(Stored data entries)
:::::
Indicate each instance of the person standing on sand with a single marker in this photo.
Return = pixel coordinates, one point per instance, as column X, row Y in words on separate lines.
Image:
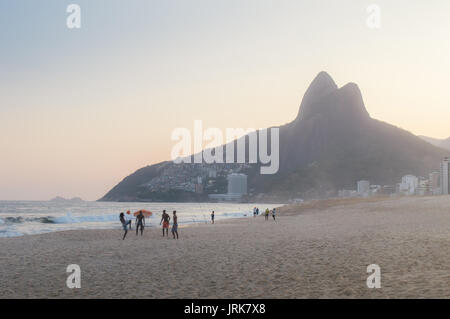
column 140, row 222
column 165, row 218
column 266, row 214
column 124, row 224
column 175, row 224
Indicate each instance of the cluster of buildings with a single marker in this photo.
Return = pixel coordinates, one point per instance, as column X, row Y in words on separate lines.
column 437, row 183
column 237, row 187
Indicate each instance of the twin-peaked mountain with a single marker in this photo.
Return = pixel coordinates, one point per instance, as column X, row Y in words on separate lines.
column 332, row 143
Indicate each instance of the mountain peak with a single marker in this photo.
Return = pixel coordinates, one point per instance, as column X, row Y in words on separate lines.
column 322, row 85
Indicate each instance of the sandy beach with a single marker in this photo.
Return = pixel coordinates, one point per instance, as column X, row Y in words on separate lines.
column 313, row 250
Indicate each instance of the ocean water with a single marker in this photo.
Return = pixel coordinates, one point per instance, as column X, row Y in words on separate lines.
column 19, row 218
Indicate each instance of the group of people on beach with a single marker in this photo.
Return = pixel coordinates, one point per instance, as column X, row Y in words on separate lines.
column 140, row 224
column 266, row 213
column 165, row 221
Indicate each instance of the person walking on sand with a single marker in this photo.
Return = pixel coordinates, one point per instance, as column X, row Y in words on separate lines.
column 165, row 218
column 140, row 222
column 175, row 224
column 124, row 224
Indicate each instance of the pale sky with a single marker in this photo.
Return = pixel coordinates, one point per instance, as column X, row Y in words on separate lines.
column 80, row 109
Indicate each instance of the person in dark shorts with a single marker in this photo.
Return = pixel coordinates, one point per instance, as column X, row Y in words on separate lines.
:::::
Exercise goal:
Give the data again exactly. Keep the images out.

Result of this task:
Indicate each instance of the person standing on sand with a single marker in this photo.
Return = pixel coordinates, one point per instance, as column X, row Y in words on separate lines.
Image:
column 140, row 222
column 165, row 218
column 266, row 214
column 124, row 224
column 175, row 224
Indicate each instance of the cluster of buildings with a single marker in this photo.
Return = pixel coordinates, one point per instance, as column X, row Y in words on separate lines.
column 437, row 183
column 237, row 187
Indicate each instance of the twin-peaked mountain with a single marker in this photo.
Return = pixel coordinates, one point per instance, as column X, row Y in words on separate lines.
column 332, row 143
Indicate each instance of the mountain peak with a single marker in this photo.
Return = pixel coordinates, one point per instance, as column X, row Y in words on separate lines.
column 322, row 85
Indicate each instance of the sandy beach with a single marker in this photo.
Return = pixel coordinates, one point per instance, as column X, row Y in words on separate lines.
column 313, row 250
Indicate each instance of the ocean water with a single marker in this photo.
Return = pixel coordinates, one point per instance, as column X, row Y in words on separate lines.
column 19, row 218
Indicate each instance of the group of people on beach with a single marker in this photo.
Return = pixel coordinates, one point per instance, as column X, row Y in words on separate lines.
column 140, row 224
column 266, row 213
column 165, row 221
Indicate each instance of the person walking on sand with a single marker in this photo.
Return = pixel coordinates, one point per instance, as column X, row Y in words on separate lines.
column 165, row 218
column 140, row 222
column 175, row 224
column 124, row 224
Indicate each instance of the pale sky with a single marker in this photo.
Return = pixel coordinates, one point per instance, as column X, row Y in words on separate lines.
column 80, row 109
Indicate each instance of the person in dark shorts with a single marker in this photo.
Return = pixel coordinates, one point per instance, as column X, row Y in words on separate lines.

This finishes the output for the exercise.